WHAT YOU NEED TO DO: Hand back all records exactly, pictures omitted.

##### PROVIDED RECORDS

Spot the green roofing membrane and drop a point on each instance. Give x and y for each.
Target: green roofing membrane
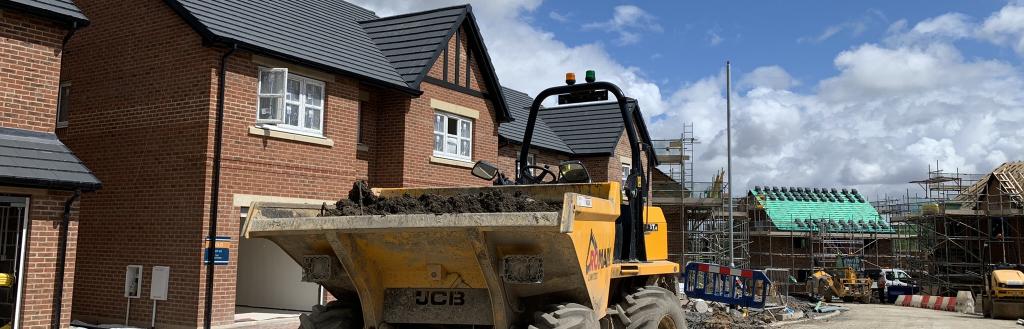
(814, 209)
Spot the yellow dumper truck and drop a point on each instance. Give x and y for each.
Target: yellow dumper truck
(596, 261)
(1004, 293)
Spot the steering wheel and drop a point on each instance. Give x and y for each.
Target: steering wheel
(539, 178)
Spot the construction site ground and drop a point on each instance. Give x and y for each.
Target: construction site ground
(885, 316)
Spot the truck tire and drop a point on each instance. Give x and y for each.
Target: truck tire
(335, 315)
(566, 316)
(650, 307)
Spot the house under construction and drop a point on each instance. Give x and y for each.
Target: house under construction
(697, 212)
(965, 222)
(799, 229)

##########

RESPONSE TO THIS TASK:
Spot the green roofing membrane and drop a point on each instance. Give x and y for each.
Target: green roofing membrane
(814, 209)
Spot the yellow dumper truck and drop a point on each instance. Give x and y for each.
Target: yellow dumper truck
(596, 261)
(1004, 293)
Spot the steering wheel and drop a point on each instance. Give x and y for each.
Target: steering wheel
(539, 178)
Spot the construction site ground and drop a point on each instance. Give x and y for each.
Target: construction site ground
(885, 316)
Spot the truck tire and drop a point on each instance. Give x and y for each.
Target: truck tire
(335, 315)
(566, 316)
(650, 307)
Spot the house under construction and drop a point on each instance. Give x and y for each.
Target: house under construction
(697, 212)
(965, 222)
(799, 229)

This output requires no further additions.